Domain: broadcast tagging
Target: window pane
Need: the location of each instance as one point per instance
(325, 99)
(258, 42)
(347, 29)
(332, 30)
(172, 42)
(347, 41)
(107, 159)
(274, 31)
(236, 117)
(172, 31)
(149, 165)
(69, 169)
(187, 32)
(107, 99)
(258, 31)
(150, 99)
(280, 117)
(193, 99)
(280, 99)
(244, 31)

§ §

*Assigned task:* Once you find the line containing "Need: the location", copy it and every line after it through the end of the records, exactly as they stand.

*Answer to this exercise:*
Need: the location of each instance as one point per instance
(325, 99)
(258, 42)
(347, 29)
(332, 30)
(172, 42)
(347, 41)
(107, 159)
(274, 31)
(236, 117)
(172, 31)
(149, 165)
(69, 169)
(187, 32)
(107, 99)
(258, 31)
(150, 99)
(280, 117)
(193, 99)
(280, 99)
(244, 31)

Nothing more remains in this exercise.